## İstek A
Aşağıdaki belge bölümünde "NÛPELDA DENİZ" sözcüklerinden başlayıp "saldırılarını ajansımıza anlattı." sözcüklerine kadar inen kısmı hiçbir değişiklik yapmadan geri döndür.

## Belge Bölümü
******************************
Filiz Budak: Mücadeleyle saldırılara karşı durmalıyız

Ankara-Bağdat Anlaşması’nın asıl amacının Demokratik Ulus Sistemi’ni ortadan kaldırmak olduğunu belirten Filiz Budak, “Halkın özgürleşmesi ilkesine dayalı bir mücadeleyle bu saldırılara karşı durmalıyız” çağrısında bulundu.

NÛPELDA DENİZ

Mexmûr - KDP ile iş birliği yapan Türk devleti, Kürt halkına yönelik soykırım ve imha politikalarını yürüterek, Federal Kürdistan ve Irak topraklarını işgal etmeye çalışıyor. 15 Ağustos’ta Irak Hükümeti, KDP ve Türk devleti arasında Ankara’da bir toplantı gerçekleştirildi. Toplantıda KDP, Irak hükümeti ve Türk devleti arasında ‘Güvenlik Anlaşması' imzalandı. Anlaşmanın ardından Federal Kürdistan’a yönelik saldırılar arttı.

Şehîd Rüstem Cûdî (Mexmûr) Mülteci Kampı halkı da Türk devletinin her türlü saldırısına maruz kalıyor. Türk devleti tarafından 10-16 Eylül tarihleri arasında iki kez Mexmûr Kampı’na hava saldırısı düzenlendi. Şehîd Rüstem Cûdî (Mexmûr) Mülteci Kampı Halk Meclisi Eşbaşkanı Filiz Budak, Türk devletinin saldırılarını ajansımıza anlattı.
******************************
Maske etiketleme örnekleri

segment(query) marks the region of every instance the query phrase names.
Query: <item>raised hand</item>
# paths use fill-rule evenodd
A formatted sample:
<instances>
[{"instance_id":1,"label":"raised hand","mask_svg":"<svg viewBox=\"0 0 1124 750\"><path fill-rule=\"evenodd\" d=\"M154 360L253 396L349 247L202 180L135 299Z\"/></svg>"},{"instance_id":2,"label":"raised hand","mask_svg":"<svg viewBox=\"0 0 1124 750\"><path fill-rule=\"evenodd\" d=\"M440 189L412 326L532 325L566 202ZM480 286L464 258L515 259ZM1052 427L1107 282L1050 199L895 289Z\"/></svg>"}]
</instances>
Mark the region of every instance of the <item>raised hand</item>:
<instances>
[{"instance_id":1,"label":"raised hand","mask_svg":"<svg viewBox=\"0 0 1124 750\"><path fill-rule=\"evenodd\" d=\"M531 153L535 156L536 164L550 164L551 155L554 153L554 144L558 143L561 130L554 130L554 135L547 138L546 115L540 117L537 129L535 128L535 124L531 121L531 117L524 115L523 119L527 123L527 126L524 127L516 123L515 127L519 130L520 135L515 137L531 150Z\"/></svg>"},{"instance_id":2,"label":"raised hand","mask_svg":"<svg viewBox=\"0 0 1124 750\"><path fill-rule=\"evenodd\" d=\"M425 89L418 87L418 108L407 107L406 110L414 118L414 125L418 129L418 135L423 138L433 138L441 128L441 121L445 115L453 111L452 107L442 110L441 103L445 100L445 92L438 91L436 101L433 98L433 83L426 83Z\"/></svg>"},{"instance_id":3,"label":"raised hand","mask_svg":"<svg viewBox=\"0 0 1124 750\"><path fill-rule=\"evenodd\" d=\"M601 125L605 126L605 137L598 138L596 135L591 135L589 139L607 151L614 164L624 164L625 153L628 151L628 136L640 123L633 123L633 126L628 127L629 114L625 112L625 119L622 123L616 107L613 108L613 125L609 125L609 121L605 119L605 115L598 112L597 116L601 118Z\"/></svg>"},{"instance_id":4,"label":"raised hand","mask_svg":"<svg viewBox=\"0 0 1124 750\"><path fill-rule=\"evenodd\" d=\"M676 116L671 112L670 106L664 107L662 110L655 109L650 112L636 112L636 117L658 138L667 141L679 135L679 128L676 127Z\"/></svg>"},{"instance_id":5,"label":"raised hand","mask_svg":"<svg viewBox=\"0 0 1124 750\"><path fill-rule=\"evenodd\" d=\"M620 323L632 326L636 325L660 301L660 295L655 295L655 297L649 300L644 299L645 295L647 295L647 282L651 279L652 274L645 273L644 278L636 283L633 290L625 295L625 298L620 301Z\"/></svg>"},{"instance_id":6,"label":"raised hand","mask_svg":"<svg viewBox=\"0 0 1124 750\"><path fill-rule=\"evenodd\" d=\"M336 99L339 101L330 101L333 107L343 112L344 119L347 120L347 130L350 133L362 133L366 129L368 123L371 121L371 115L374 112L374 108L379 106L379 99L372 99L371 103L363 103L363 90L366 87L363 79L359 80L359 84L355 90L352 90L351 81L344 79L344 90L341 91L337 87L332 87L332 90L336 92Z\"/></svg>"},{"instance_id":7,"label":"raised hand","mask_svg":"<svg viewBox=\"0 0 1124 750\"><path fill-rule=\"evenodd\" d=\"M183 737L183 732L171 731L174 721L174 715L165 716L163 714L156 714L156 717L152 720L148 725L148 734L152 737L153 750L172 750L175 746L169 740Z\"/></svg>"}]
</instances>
******************************
## İstek B
Yukarıdaki listede "item" dizesini içeren satırların hepsini bul ve her birini olduğu gibi kopyala.

## Sonuç A
NÛPELDA DENİZ

Mexmûr - KDP ile iş birliği yapan Türk devleti, Kürt halkına yönelik soykırım ve imha politikalarını yürüterek, Federal Kürdistan ve Irak topraklarını işgal etmeye çalışıyor. 15 Ağustos’ta Irak Hükümeti, KDP ve Türk devleti arasında Ankara’da bir toplantı gerçekleştirildi. Toplantıda KDP, Irak hükümeti ve Türk devleti arasında ‘Güvenlik Anlaşması' imzalandı. Anlaşmanın ardından Federal Kürdistan’a yönelik saldırılar arttı.

Şehîd Rüstem Cûdî (Mexmûr) Mülteci Kampı halkı da Türk devletinin her türlü saldırısına maruz kalıyor. Türk devleti tarafından 10-16 Eylül tarihleri arasında iki kez Mexmûr Kampı’na hava saldırısı düzenlendi. Şehîd Rüstem Cûdî (Mexmûr) Mülteci Kampı Halk Meclisi Eşbaşkanı Filiz Budak, Türk devletinin saldırılarını ajansımıza anlattı.

## Sonuç B
Query: <item>raised hand</item>
Mark the region of every instance of the <item>raised hand</item>:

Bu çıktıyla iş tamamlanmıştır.